(Natural-language object grounding data)
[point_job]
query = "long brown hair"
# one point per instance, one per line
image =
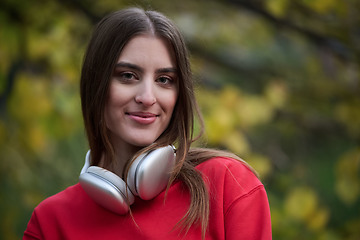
(108, 39)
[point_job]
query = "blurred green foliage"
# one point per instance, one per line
(278, 84)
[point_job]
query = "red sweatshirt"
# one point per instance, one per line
(239, 209)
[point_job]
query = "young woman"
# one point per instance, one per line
(137, 99)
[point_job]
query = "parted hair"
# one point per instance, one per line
(109, 38)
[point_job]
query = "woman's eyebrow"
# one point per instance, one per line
(167, 70)
(129, 65)
(140, 69)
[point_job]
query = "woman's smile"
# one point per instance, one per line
(144, 118)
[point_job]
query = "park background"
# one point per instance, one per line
(277, 81)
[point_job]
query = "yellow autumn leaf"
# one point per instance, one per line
(276, 93)
(318, 219)
(277, 7)
(254, 110)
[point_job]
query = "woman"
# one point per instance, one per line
(137, 97)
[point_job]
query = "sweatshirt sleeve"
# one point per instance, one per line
(248, 217)
(32, 231)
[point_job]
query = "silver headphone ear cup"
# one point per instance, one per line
(150, 173)
(107, 189)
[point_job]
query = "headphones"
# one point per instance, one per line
(147, 177)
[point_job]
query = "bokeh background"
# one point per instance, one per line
(278, 82)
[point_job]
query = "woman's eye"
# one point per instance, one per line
(125, 76)
(165, 80)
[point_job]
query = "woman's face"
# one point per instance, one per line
(143, 92)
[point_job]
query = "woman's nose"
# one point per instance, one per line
(145, 94)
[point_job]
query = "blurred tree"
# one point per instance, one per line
(278, 85)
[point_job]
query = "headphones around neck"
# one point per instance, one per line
(148, 176)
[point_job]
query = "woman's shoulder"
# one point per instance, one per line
(230, 173)
(69, 196)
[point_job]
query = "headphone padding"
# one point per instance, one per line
(107, 189)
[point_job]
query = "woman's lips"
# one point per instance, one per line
(142, 117)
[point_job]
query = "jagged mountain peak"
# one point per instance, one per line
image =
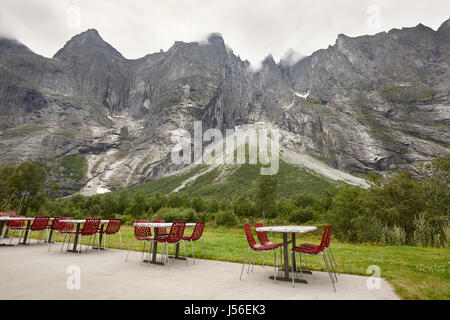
(87, 42)
(445, 27)
(13, 46)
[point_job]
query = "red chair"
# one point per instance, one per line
(255, 247)
(162, 231)
(112, 227)
(327, 249)
(263, 239)
(90, 228)
(174, 237)
(40, 224)
(18, 225)
(141, 234)
(315, 250)
(66, 227)
(196, 235)
(53, 227)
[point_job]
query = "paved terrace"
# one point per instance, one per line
(31, 272)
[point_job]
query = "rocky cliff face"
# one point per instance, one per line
(367, 103)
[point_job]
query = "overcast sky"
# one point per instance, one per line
(252, 28)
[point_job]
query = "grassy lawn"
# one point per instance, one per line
(415, 273)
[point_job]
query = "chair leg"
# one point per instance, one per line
(204, 248)
(129, 247)
(275, 264)
(143, 249)
(254, 262)
(192, 248)
(243, 264)
(293, 259)
(332, 256)
(150, 246)
(252, 254)
(167, 255)
(331, 264)
(185, 256)
(328, 269)
(301, 267)
(64, 240)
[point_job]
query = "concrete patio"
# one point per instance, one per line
(31, 272)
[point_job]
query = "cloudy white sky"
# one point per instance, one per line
(252, 28)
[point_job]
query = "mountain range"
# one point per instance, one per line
(369, 103)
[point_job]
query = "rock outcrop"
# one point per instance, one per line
(378, 102)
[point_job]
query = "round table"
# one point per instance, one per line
(285, 230)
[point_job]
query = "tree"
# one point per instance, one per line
(266, 192)
(28, 181)
(138, 204)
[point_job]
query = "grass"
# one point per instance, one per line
(164, 185)
(415, 273)
(292, 179)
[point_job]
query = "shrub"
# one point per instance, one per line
(301, 215)
(394, 236)
(126, 218)
(169, 214)
(422, 236)
(226, 218)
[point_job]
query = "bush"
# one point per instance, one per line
(169, 214)
(126, 219)
(395, 236)
(422, 236)
(301, 215)
(226, 218)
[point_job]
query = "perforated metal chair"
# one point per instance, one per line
(264, 240)
(141, 234)
(174, 237)
(255, 247)
(162, 231)
(315, 250)
(67, 228)
(112, 227)
(40, 224)
(327, 250)
(195, 236)
(15, 225)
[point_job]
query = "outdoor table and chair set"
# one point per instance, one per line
(90, 228)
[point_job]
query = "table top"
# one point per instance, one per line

▶ _Action item_
Each record above should be returned unchanged, except that the pictures are dropped.

▶ _Written answer_
[point_job]
query = "long brown hair"
# one point per instance, one per line
image =
(108, 39)
[point_job]
query = "blurred green foliage"
# one point per instance, one per line
(278, 84)
[point_job]
query = "red sweatshirt"
# one point per instance, one per line
(239, 209)
[point_job]
query = "young woman"
# one point per instance, one per line
(137, 99)
[point_job]
query = "parted hair"
# one point per instance, one per line
(109, 38)
[point_job]
query = "woman's eyebrow"
# one point per instance, one per line
(167, 70)
(129, 65)
(140, 69)
[point_job]
query = "woman's smile"
# one point per instance, one per line
(144, 118)
[point_job]
query = "park background"
# one point per instance, one per line
(277, 81)
[point_job]
query = "yellow autumn leaf"
# one point per instance, one per line
(276, 93)
(318, 219)
(277, 7)
(254, 110)
[point_job]
query = "woman"
# one point per instance, one per line
(137, 97)
[point_job]
query = "sweatshirt sleeve"
# one point per instance, one per line
(248, 217)
(32, 231)
[point_job]
query = "silver headphone ear cup"
# one point per instance, one per line
(150, 173)
(107, 189)
[point_job]
query = "headphones"
# one point per instance, one per line
(147, 177)
[point_job]
query = "bokeh background"
# one point per instance, one per line
(278, 82)
[point_job]
query = "woman's eye"
# one point per instance, one per line
(125, 76)
(165, 80)
[point_job]
query = "woman's face"
# one point per instance, one per line
(143, 92)
[point_job]
query = "woman's nose"
# one point per instance, one per line
(145, 94)
[point_job]
query = "blurred tree"
# one point per instance, one per line
(278, 85)
[point_job]
query = "headphones around neck"
# one point per instance, one per line
(148, 176)
[point_job]
query = "woman's shoulder"
# one point per instance, one per line
(230, 173)
(69, 196)
[point_job]
query = "headphone padding"
# one point per instance, one per line
(107, 189)
[point_job]
query = "woman's lips"
# one point per instance, one per line
(142, 117)
[point_job]
query = "jagged mountain peak"
# one point per instance, one per line
image =
(87, 42)
(445, 27)
(13, 46)
[point_job]
query = "red chair"
# one point per instance, one per line
(255, 247)
(162, 231)
(112, 227)
(327, 249)
(263, 239)
(90, 228)
(174, 237)
(40, 224)
(18, 225)
(141, 234)
(315, 250)
(66, 227)
(196, 235)
(53, 227)
[point_job]
query = "paved terrace"
# one point per instance, one per line
(31, 272)
[point_job]
query = "rocky cliff face"
# one point per instance, one per line
(367, 103)
[point_job]
query = "overcast sky"
# one point per instance, one per line
(252, 28)
[point_job]
query = "grassy lawn"
# one point per instance, one per line
(415, 273)
[point_job]
query = "chair leg"
# one point per instance, one per line
(204, 248)
(129, 247)
(275, 264)
(143, 249)
(254, 262)
(192, 248)
(243, 264)
(293, 259)
(332, 256)
(150, 246)
(252, 254)
(167, 255)
(331, 264)
(185, 256)
(328, 269)
(301, 267)
(64, 240)
[point_job]
query = "concrete patio"
# one point per instance, one per line
(31, 272)
[point_job]
query = "cloudy white sky"
# one point per instance, one per line
(252, 28)
[point_job]
query = "mountain range"
# one point per instance, one per line
(369, 103)
[point_job]
query = "rock outcrop"
# one point per instance, one per line
(378, 102)
[point_job]
query = "round table"
# one point per instance, one per line
(285, 230)
[point_job]
query = "tree"
# one point per instance, one per line
(266, 192)
(28, 181)
(138, 204)
[point_job]
query = "grass"
# one point per instance, one per line
(164, 185)
(415, 273)
(292, 179)
[point_job]
query = "shrub"
# one point per instance, one per line
(301, 215)
(394, 236)
(126, 218)
(169, 214)
(422, 236)
(226, 218)
[point_job]
query = "bush"
# one point per instance, one per line
(169, 214)
(126, 219)
(395, 236)
(422, 236)
(301, 215)
(226, 218)
[point_job]
query = "perforated metal chair"
# one point per instance, one per line
(264, 240)
(141, 234)
(174, 237)
(255, 247)
(162, 231)
(315, 250)
(67, 228)
(112, 227)
(40, 224)
(327, 250)
(195, 236)
(15, 225)
[point_job]
query = "outdoor table and chair set"
# one point per instance, one per line
(90, 228)
[point_job]
query = "table top"
# one point per instance, one per line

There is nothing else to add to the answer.